• **Input**:
_ _ _

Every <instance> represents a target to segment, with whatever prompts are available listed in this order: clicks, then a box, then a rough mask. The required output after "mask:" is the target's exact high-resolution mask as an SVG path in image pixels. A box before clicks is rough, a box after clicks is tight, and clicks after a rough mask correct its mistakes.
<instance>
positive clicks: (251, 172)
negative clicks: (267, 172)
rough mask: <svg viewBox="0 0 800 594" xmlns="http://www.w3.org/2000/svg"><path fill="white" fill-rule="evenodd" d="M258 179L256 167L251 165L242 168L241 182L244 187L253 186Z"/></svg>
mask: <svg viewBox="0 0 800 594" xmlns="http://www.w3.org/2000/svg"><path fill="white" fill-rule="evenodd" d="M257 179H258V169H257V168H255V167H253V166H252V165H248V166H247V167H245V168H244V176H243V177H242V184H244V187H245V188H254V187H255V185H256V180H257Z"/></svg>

_ _ _

• **Required action**:
Would you reproduce the full listing shown above, word for word?

• **Answer area**:
Every <instance> represents a target to segment, with whatever prompts are available listed in this order: clicks, then a box, then a rough mask. The required output after "mask:" is the target's exact high-resolution mask as an SVG path in image pixels. A box before clicks is rough, a box after clicks is tight, and clicks after a rough mask correct its mistakes.
<instance>
positive clicks: (251, 172)
negative clicks: (267, 172)
rough mask: <svg viewBox="0 0 800 594" xmlns="http://www.w3.org/2000/svg"><path fill="white" fill-rule="evenodd" d="M258 179L256 167L251 165L242 168L241 182L244 187L253 186Z"/></svg>
mask: <svg viewBox="0 0 800 594" xmlns="http://www.w3.org/2000/svg"><path fill="white" fill-rule="evenodd" d="M257 179H258V169H257V168H255V167H253V166H252V165H248V166H247V167H245V168H244V176H243V177H242V184H244V187H245V188H254V187H255V185H256V180H257Z"/></svg>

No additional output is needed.